Text block

◇ ◇ ◇

# metal halide suggestions



## tate23am (Nov 5, 2008)

anyone knows where I can get a decent metal halide retro kit for a decent price? any suggestion as far as brands or such? its for a 65g tank. currently running 110w of power compacts.


----------



## archer772 (Nov 8, 2008)

Check out Debbie her prices, quality and service are very good IMO.

https://diyreef.authsecure.com/shop/index.php?cPath=55_64


----------



## zona322 (Dec 5, 2008)

I have a 2x 175 hqi and 96 watt pc light that I will be putting up for sale here in the next few days. the only thing it needs is a pc ballast. pm me if you want to see pix.
thanks craig


----------



## tate23am (Nov 5, 2008)

thats a bit too big for the tank. looking for a single one 150 or 175.


----------



## zona322 (Dec 5, 2008)

i have a 150 ballast and socket all you would need is a reflector looking to get $75 shipped 
let me know


----------



## archer772 (Nov 8, 2008)

What are the demensions of your tank????


----------



## zona322 (Dec 5, 2008)

it is a 75 that is 48x18x18 I think i had 2 150 hqi's and 2 54 watt t5. what coral are you trying to grow if you want sps and most lps in your tank I would go with the 175s you will grow what ever you want. 1 150 on a 65 will not cover the hole tank you will have a shadow on ether side. let me know if you have any other questions 
thanks craig


----------



## tate23am (Nov 5, 2008)

65g but its 30lx18w. I have a set of pc 110w that takes up half the space. so I got about 9"w x 30"l to work with. Looking to be able to put a little of everything. mix it up. I was thinking of a 250w HQI. they have the smallest reflector.


----------



## goldenmacman (Jun 12, 2008)

i would say that brand isnt really something to look at here when your trying to save money... check out some of the sponsors for some really nice retro kits.. i would suggest getting something 150W+ for a tank that size.. good luck and post some pics when you get them!


----------



## zona322 (Dec 5, 2008)

it is a 150 hqi so it is the same size as the 250 hqi and yous it will work perfect on your tank 
craig


----------



## goldenmacman (Jun 12, 2008)

^^ didnt understand what you were trying to say... you have a 150hqi?
was that directed toward me? 
im confused


----------



## tate23am (Nov 5, 2008)

zona how old is the ballast? and does it have a bulb included?


----------



## zona322 (Dec 5, 2008)

it is about 2.5 years old and yes it has a 10k bolb for corallife it will need to be replaced in a couple of mouths other than that I have never had any problems with it, let me know 
zona


----------



## tate23am (Nov 5, 2008)

well, I bought a new 250w HQI retro kit with a 14k bulb yesterday for 210.00 with free shipping. Pretty good price I think. I'll post pics when I receive it. I'll be making a new canopy this weekend. Zona I'll keep you in mind since I will setup other tanks in the near future.


----------

◇ ◇ ◇

Given exercise 1
In the metal halide thread, how much did tate23am pay for the new 250w HQI retro kit?
Given exercise 2
Copy word for word the part of the metal halide thread that opens with the words containing "https://diyreef.authsecure.com/shop/index.php?cPath=55_64" and closes with "to see pix.".
Given exercise 3
Name every user who posts in the metal halide thread, listing each one once.

Entries supplied

◇ ◇ ◇

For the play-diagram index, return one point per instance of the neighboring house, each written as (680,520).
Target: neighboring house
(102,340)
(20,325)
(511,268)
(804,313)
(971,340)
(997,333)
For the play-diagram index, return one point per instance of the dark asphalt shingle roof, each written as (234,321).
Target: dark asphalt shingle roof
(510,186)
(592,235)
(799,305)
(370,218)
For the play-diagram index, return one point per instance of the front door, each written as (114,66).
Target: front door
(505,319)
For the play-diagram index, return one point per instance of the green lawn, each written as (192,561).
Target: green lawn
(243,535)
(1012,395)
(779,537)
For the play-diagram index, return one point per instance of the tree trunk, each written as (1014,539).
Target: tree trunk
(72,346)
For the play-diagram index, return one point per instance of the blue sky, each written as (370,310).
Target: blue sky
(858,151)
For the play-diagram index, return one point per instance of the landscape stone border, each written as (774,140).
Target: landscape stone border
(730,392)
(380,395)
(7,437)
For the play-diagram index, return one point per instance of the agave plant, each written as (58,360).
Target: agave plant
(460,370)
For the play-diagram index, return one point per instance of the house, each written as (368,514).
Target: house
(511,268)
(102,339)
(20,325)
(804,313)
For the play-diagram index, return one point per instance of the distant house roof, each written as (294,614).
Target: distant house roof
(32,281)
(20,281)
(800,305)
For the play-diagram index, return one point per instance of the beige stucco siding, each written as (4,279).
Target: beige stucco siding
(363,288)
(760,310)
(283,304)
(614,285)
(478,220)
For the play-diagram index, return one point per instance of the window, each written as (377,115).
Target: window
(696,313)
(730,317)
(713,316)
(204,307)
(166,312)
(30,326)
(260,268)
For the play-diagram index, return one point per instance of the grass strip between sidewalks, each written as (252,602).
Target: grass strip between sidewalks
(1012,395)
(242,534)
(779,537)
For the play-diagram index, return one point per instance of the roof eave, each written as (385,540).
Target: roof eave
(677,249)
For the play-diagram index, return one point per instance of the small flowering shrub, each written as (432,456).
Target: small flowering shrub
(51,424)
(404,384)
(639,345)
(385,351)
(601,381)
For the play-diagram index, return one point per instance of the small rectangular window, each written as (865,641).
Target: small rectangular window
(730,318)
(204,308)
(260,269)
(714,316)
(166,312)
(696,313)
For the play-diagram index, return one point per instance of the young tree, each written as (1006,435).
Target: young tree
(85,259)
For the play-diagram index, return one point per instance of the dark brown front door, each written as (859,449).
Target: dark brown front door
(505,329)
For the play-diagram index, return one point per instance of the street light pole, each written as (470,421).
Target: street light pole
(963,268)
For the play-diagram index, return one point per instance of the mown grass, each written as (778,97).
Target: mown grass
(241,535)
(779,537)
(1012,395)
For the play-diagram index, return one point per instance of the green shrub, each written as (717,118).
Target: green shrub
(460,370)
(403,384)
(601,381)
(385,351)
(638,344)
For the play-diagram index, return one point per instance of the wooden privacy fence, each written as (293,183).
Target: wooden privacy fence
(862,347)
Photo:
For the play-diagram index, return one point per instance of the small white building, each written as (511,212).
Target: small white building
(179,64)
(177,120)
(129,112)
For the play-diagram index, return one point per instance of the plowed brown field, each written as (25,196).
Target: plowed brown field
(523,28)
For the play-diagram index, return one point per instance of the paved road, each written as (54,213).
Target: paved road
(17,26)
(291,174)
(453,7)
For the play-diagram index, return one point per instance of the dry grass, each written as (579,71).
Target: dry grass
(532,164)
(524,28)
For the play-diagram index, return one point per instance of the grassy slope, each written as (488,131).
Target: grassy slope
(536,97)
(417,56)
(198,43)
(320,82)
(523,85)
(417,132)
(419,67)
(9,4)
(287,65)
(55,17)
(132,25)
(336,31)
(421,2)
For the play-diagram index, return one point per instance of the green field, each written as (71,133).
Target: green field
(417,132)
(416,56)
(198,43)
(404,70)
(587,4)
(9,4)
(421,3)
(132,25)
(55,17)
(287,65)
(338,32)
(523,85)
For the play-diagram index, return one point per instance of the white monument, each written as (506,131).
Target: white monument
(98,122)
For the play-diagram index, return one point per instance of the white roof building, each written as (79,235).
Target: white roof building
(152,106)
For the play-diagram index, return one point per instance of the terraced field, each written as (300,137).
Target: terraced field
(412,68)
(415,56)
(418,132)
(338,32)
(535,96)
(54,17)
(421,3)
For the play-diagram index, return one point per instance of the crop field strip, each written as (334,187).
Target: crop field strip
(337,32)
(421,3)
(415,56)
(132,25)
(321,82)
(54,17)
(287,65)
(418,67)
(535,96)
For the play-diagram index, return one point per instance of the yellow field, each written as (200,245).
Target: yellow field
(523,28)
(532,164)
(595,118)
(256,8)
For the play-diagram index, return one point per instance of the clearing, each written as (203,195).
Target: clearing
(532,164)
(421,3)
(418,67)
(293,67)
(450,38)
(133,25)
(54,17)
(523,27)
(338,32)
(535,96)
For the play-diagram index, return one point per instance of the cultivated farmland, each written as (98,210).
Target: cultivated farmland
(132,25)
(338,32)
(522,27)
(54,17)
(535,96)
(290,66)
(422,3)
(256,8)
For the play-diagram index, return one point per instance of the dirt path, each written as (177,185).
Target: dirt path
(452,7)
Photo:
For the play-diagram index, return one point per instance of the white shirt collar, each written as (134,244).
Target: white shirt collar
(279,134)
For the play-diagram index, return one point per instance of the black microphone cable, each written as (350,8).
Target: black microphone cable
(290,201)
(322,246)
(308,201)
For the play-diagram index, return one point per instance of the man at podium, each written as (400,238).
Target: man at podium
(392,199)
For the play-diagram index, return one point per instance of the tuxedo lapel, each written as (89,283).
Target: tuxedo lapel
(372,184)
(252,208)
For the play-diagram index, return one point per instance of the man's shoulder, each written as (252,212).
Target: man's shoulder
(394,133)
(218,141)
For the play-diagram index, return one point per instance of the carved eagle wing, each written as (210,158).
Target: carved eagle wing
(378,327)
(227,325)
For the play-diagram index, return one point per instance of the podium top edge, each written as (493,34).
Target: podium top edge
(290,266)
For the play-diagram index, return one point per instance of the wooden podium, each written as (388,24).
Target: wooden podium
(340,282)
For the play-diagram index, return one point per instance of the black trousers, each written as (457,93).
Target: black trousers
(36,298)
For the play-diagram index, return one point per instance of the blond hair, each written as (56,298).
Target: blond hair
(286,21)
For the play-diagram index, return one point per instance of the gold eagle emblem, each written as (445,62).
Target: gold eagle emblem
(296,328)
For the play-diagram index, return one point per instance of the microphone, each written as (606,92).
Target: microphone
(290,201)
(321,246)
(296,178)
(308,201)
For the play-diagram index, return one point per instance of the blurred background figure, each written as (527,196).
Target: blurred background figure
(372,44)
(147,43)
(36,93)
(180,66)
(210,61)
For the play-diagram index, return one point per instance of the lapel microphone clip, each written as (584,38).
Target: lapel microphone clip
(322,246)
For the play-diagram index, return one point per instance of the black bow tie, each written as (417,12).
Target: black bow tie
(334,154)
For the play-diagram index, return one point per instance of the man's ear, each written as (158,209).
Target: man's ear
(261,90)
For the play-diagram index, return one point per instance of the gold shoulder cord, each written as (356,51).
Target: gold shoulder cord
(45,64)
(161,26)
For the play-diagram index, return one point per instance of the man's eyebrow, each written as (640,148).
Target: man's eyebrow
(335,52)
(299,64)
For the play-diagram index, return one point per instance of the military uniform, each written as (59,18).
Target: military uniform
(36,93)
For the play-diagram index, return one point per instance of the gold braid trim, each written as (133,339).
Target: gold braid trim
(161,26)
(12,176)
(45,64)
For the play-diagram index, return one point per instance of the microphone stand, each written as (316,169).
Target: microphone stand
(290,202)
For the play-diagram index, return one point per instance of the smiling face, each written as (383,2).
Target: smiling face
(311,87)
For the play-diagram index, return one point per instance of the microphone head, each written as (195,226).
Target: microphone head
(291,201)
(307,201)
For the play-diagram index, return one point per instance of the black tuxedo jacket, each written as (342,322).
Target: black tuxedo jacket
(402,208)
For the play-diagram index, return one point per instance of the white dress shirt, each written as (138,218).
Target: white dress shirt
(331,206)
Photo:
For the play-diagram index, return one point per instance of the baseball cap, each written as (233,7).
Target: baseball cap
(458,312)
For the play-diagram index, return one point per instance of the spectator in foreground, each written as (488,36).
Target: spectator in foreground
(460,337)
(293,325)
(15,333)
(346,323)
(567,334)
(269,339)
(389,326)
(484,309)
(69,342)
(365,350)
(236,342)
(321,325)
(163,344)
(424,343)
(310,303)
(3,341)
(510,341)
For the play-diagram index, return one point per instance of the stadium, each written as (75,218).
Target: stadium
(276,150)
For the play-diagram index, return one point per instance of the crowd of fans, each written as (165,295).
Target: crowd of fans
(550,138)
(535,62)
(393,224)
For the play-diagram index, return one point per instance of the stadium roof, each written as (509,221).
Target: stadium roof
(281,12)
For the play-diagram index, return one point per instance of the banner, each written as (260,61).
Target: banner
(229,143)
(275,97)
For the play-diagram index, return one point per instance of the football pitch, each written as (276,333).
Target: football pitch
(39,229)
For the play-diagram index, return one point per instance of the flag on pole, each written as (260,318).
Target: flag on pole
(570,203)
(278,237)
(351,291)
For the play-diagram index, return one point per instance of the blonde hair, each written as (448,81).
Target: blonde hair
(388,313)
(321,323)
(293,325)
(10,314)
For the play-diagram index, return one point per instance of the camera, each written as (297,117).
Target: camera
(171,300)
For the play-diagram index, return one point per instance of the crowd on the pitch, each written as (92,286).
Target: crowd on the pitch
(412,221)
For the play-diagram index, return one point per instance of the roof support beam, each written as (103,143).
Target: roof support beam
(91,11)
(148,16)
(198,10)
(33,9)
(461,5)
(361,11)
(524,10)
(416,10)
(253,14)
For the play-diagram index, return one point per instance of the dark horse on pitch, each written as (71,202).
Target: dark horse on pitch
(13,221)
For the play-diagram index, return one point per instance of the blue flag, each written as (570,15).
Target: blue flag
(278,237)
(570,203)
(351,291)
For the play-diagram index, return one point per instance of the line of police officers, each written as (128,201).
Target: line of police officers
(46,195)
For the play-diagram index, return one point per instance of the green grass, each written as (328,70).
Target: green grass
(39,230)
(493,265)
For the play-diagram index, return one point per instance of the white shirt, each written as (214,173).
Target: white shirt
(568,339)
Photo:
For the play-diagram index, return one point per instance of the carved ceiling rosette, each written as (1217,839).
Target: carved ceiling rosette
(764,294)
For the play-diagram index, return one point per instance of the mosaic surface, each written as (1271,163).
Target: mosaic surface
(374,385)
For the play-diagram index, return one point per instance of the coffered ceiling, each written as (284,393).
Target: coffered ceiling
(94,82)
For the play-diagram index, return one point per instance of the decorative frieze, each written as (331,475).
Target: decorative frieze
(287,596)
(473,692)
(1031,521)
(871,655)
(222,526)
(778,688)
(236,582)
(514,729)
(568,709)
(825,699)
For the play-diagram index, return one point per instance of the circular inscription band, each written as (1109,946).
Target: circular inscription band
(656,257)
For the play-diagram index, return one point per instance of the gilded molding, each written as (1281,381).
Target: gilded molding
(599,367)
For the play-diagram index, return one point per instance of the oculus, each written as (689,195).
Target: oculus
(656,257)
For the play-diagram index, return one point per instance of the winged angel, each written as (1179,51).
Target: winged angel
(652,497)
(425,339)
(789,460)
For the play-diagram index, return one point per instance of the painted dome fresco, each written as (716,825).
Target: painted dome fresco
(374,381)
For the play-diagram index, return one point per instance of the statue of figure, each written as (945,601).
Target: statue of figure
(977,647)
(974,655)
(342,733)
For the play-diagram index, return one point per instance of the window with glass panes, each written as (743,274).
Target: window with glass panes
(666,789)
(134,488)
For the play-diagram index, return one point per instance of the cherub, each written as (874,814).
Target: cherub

◇ ◇ ◇

Correct output 1
210.00, with free shipping.

Correct output 2
https://diyreef.authsecure.com/shop/index.php?cPath=55_64


----------



## zona322 (Dec 5, 2008)

I have a 2x 175 hqi and 96 watt pc light that I will be putting up for sale here in the next few days. the only thing it needs is a pc ballast. pm me if you want to see pix.

Correct output 3
tate23am, archer772, zona322, goldenmacman